» **Task item**: Type every record exactly as it appears.

Referring expression pointing data

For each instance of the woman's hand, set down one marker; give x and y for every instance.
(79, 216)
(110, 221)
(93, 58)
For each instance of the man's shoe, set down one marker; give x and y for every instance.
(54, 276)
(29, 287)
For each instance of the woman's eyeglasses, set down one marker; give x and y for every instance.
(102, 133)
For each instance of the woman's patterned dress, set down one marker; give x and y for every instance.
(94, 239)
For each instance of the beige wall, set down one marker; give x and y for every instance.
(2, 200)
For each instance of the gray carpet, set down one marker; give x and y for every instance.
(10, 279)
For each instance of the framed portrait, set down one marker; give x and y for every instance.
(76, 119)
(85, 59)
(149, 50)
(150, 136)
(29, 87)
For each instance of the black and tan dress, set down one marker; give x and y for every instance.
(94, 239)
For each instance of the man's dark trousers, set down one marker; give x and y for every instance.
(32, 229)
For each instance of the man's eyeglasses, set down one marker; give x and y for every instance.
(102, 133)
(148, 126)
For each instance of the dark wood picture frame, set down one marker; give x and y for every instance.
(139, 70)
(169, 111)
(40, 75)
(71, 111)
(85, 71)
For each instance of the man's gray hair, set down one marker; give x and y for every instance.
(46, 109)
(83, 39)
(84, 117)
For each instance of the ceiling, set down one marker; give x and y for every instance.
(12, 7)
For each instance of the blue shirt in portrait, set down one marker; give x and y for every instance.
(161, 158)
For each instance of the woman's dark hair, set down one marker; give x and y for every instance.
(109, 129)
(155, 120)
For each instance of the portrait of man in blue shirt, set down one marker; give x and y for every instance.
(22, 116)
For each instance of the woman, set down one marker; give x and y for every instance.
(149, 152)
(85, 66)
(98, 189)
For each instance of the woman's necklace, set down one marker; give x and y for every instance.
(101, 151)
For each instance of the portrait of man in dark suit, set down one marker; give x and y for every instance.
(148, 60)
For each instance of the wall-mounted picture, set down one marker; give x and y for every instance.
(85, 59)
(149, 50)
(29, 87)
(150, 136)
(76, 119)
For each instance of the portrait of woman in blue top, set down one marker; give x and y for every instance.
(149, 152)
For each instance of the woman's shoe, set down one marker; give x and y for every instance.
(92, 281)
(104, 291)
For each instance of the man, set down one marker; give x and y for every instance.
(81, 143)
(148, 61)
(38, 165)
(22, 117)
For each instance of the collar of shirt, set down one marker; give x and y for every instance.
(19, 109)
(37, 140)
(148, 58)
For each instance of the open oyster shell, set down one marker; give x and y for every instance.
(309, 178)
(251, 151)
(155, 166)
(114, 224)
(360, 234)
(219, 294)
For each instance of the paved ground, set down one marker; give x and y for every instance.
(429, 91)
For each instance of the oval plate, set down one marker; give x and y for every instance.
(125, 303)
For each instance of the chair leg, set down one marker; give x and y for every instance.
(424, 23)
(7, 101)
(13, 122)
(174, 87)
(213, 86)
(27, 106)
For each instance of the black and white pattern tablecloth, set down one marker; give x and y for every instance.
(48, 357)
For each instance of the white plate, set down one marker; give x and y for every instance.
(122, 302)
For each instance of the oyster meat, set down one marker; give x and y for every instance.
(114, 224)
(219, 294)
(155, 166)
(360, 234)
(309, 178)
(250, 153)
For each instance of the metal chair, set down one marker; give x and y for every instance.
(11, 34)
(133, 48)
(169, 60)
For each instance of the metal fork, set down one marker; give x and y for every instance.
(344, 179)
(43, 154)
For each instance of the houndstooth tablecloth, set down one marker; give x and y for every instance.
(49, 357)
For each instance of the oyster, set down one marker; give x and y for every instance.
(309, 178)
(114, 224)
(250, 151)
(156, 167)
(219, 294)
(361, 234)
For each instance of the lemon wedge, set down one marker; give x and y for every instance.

» **Answer to the problem**:
For each instance of the woman's hand, set down one marker; give x and y for every instance.
(79, 216)
(110, 221)
(93, 58)
For each instance of the man's shoe, set down one marker; give x and y for every instance.
(54, 276)
(29, 287)
For each instance of the woman's eyeglasses, set down one marker; give x and y for every instance.
(102, 133)
For each instance of the woman's patterned dress, set down one marker; give x and y for every instance.
(94, 239)
For each instance of the beige wall, set down one marker; give x and y for every instance.
(2, 200)
For each instance of the gray carpet, set down one marker; give x and y for every instance.
(10, 279)
For each instance of the framed portrait, set down one marker; give x and y for every instance.
(76, 119)
(85, 59)
(149, 50)
(150, 136)
(29, 87)
For each instance of the black and tan dress, set down one marker; give x and y for every instance.
(94, 239)
For each instance of the man's dark trousers, set down one marker; give x and y for every instance.
(32, 229)
For each instance of the man's eyeglasses, set down one marker; give x and y for every instance.
(102, 133)
(148, 126)
For each instance of the dark wood picture frame, set down one marker; give x and y for every instance.
(139, 70)
(169, 111)
(40, 75)
(71, 111)
(85, 71)
For each instance of the man's gray hair, set down one marker; give x and y for every instance.
(46, 109)
(83, 39)
(84, 117)
For each instance of the ceiling, set down one marker; give x and y for every instance.
(12, 7)
For each instance of the blue shirt in portrait, set down one marker; give x and y for every instance.
(161, 158)
For each instance of the woman's dark hair, set down one marker; give x and y for every instance.
(109, 129)
(155, 120)
For each instance of the portrait of man in blue shirt, set down one marker; give x and y for every instance.
(22, 116)
For each instance of the woman, set down one marker; give x and y for every instance.
(149, 152)
(85, 66)
(98, 189)
For each instance of the woman's necklace, set down one marker; give x and y for every instance.
(101, 151)
For each instance of the portrait of man in dark suit, set down one marker; give x and y for every instance.
(148, 60)
For each instance of the wall-mounted picture, set down one marker; give x and y for every instance.
(85, 59)
(149, 50)
(29, 87)
(150, 136)
(76, 119)
For each instance of the portrait of woman in blue top, set down one marker; give x and y for every instance.
(149, 152)
For each instance of the woman's shoe, set down one marker; give x and y for every instance.
(92, 281)
(104, 291)
For each instance of the man, set down one marker; give x and y for every instance.
(81, 143)
(148, 61)
(38, 165)
(22, 117)
For each instance of the collar of shirt, set down one marker; give x and y for every instance.
(19, 109)
(37, 140)
(148, 58)
For each instance of the open oyster shell, set down one marker; give x and y for every instance.
(309, 178)
(251, 151)
(155, 166)
(114, 224)
(360, 234)
(219, 294)
For each instance of the paved ground, set down one marker; give x and y for every instance.
(429, 91)
For each instance of the oval plate, set down one marker; give x and y for every instance.
(125, 303)
For each instance of the chair leg, set down one marker; give x and y for every instance.
(424, 23)
(7, 101)
(13, 122)
(174, 87)
(213, 86)
(27, 106)
For each instance of the black and white pattern tablecloth, set down one marker; give x and y for every instance.
(48, 357)
For each instance of the white plate, set down one marker; give x and y for every instance.
(122, 302)
For each instance of the oyster meat, set down one marker; give x and y for every instance.
(114, 224)
(219, 294)
(155, 166)
(360, 234)
(309, 178)
(250, 153)
For each instance of the metal chair, set down one marker; give x and y for every instance.
(11, 34)
(133, 48)
(169, 60)
For each instance of the metal fork, set down one marker; give x and y for every instance.
(344, 179)
(43, 154)
For each instance of the houndstooth tablecloth, set down one marker; give x and y for every instance.
(49, 357)
For each instance of the oyster, set down one marker; give x and y for every instance.
(309, 178)
(114, 224)
(250, 151)
(156, 167)
(219, 294)
(361, 234)
For each instance of the lemon wedge, set down one marker; give x and y for every instance.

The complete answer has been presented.